Copy the lines below verbatim, but only from the line containing "the car wheel" through the end of the data.

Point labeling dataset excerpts
────────────────────────────────────────
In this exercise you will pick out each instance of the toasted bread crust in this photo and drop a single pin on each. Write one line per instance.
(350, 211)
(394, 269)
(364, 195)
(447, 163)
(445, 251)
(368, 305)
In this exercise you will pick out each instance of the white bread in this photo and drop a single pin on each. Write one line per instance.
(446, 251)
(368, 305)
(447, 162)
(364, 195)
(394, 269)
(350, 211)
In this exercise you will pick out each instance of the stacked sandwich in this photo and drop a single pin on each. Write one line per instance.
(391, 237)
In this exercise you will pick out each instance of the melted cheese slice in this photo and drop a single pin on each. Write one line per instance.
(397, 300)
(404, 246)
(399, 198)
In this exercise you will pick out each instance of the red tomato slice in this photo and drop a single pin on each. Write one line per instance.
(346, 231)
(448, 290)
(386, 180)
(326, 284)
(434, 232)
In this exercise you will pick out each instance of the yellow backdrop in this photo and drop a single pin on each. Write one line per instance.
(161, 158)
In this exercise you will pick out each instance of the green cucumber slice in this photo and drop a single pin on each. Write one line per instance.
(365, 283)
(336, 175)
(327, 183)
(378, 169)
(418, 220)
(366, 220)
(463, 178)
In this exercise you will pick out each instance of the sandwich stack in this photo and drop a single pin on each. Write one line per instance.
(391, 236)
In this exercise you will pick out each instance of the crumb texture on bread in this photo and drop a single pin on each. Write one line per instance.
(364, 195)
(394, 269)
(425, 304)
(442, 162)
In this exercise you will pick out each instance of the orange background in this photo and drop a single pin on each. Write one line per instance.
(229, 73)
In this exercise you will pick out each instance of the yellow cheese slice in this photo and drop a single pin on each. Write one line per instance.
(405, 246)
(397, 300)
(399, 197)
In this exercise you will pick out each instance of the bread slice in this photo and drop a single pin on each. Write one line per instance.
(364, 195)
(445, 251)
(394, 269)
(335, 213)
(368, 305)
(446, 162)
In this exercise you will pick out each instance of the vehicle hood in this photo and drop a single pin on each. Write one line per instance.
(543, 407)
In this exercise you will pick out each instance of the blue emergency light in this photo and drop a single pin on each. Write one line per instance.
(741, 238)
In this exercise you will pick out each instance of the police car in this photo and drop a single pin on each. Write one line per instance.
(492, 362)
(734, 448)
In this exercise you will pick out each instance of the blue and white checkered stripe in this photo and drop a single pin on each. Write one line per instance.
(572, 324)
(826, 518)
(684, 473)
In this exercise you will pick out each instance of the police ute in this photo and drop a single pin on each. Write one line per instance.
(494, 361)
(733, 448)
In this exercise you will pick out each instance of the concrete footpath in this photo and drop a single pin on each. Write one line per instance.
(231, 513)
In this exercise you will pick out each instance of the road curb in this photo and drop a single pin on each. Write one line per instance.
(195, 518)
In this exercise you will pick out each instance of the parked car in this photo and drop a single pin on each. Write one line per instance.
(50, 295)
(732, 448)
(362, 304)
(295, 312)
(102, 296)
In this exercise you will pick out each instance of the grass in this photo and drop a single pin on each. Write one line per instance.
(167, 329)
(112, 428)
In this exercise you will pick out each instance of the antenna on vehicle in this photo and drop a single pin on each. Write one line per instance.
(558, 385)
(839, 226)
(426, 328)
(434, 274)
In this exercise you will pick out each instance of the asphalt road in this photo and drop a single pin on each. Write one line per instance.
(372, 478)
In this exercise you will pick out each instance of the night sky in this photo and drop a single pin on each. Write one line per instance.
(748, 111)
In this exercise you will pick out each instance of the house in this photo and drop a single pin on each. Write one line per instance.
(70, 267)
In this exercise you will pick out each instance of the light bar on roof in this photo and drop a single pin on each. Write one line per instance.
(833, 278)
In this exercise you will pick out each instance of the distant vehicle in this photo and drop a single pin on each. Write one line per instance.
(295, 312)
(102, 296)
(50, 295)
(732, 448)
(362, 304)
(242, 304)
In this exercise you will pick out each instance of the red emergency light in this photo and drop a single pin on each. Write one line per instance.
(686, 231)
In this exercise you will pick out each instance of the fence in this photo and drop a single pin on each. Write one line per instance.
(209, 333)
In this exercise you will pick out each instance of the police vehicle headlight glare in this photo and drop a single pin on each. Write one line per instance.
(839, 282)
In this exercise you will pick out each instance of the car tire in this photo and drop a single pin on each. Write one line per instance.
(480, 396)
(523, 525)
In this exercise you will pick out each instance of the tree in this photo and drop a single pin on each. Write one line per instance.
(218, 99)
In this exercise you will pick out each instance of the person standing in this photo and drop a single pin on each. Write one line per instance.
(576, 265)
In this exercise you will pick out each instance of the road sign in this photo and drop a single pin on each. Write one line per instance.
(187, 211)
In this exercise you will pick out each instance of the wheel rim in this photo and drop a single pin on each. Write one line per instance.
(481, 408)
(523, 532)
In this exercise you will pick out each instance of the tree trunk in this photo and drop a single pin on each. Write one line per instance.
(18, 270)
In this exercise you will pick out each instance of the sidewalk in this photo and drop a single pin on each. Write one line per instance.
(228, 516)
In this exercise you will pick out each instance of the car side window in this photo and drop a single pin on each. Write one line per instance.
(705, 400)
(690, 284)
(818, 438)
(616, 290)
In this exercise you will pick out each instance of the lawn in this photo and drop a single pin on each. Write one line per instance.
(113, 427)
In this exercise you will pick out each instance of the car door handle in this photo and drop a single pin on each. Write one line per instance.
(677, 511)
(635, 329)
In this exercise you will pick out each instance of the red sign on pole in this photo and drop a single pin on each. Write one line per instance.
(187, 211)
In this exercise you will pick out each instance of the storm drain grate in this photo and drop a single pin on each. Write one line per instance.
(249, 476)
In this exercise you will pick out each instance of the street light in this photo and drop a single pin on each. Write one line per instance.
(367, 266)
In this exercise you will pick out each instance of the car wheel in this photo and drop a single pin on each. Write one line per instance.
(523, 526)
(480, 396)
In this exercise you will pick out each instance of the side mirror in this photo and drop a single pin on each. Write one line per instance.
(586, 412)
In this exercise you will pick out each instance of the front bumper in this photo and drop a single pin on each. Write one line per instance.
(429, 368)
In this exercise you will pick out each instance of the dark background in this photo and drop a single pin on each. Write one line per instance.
────────────────────────────────────────
* Output for this task
In this exercise you will pick out each instance of the car wheel in this photo and drop a single pin on each. Write one line per instance.
(523, 526)
(480, 396)
In this exercise you will pick out each instance of the side mirror in this photo and drop a single pin on each. Write one line per instance.
(586, 412)
In this exercise you will pick out each instance of the front bumper in this photo and drop a single pin on each. Write one line per instance.
(429, 368)
In this exercise you will pick out each instance of the dark background in this photo and drop a single pin on each. Write one line per instance.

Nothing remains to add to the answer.